▸ How to complete this task
Answer these questions from the text on healthcare AI and European regulation:
(a) Which GDPR article defines health data as a "special category" of personal data?
(b) What does the text say about using patient data for model training?
(c) What three qualities does GDPR require of consent?

▸ Exercise passage
+ + + + + + +

AI in Healthcare and European Regulation: Anthropic under GDPR and the AI Act

From Product Vision to Regulatory Reality

 

Anthropic’s “Claude for Healthcare” is an AI tool designed to support clinical, administrative, and research workflows by integrating directly into existing healthcare systems. It is built to connect with electronic health records (EHRs) and other internal tools, allowing professionals to query, summarize, and analyze medical information within a controlled, enterprise-grade tool embedded in regulated environments.

 

The system is designed according a permission-based (opt-in) data access and patient data is not used for model training, aiming to align with regulatory expectations around privacy and data protection. In this sense, it is positioned as a support layer for healthcare operations, intended to improve efficiency while remaining within established governance structures [1].

 

Anthropic’s system fits within existing rules and processes and complies with a HIPAA-ready infrastructure and controlled data access.

 

However, looking at Claude for Healthcare from a European perspective, especially under the General Data Protection Regulation GDPR and the AI Act, a few privacy concerns might emerge.

 

GDPR and the “Special Category” Data

 

The GDPR places health data under its most protective category. Article 9 defines it as a “special category” of personal data, requiring explicit justification for any form of processing [2]. This classification reflects a broader legal and ethical standpoint: medical information carries risks that extend beyond privacy into areas such as discrimination, exclusion, and long-term personal impact.

 

Anthropic’s emphasis on consent and limited data use aligns with several core GDPR principles, including purpose limitation and data minimization (Article 5) [2]. These principles require that data be collected for specific purposes and that only the minimum necessary information be processed. In theory, a system that accesses health data only when explicitly authorized and for clearly defined tasks fits within this framework. Nevertheless, GDPR introduces a more demanding requirement: that consent must be specific, informed, and freely given. In practice, this raises questions about whether users interacting with AI systems can meaningfully understand the implications of granting access to complex, interconnected datasets.

+ + + + + + +

[Point-per-instance localization data]

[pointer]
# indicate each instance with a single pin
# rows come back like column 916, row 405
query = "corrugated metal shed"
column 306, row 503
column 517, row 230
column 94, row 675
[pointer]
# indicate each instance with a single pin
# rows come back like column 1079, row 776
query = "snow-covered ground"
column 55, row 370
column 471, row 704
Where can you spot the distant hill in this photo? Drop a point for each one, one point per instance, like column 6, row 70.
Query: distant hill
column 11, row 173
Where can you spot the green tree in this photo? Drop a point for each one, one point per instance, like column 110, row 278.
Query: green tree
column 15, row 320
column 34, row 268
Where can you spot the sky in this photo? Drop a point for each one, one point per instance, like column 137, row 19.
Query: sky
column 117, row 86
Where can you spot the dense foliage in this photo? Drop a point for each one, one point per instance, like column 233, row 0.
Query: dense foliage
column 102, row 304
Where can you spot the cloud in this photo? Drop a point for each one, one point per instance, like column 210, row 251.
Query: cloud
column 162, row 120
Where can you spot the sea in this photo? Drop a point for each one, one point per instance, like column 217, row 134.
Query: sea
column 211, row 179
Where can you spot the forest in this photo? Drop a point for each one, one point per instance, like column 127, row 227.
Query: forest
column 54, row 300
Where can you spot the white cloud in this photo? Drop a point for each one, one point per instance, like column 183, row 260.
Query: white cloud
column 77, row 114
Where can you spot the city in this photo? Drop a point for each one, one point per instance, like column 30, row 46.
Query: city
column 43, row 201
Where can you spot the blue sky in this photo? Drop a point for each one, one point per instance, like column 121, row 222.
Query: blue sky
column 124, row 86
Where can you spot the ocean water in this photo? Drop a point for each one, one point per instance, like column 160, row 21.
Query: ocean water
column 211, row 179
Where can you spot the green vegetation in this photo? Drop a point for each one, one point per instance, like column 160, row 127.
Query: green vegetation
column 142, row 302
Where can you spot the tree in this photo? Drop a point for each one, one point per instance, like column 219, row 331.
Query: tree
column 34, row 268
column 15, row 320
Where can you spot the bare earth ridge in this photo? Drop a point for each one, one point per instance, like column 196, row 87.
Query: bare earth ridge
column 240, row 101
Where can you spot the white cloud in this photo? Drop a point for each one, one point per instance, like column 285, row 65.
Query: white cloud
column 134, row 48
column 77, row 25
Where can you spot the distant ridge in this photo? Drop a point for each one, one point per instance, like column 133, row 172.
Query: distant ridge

+ + + + + + +

▸ Answer for this exercise
(a) Article 9.
(b) Patient data is not used for model training.
(c) Consent must be specific, informed, and freely given.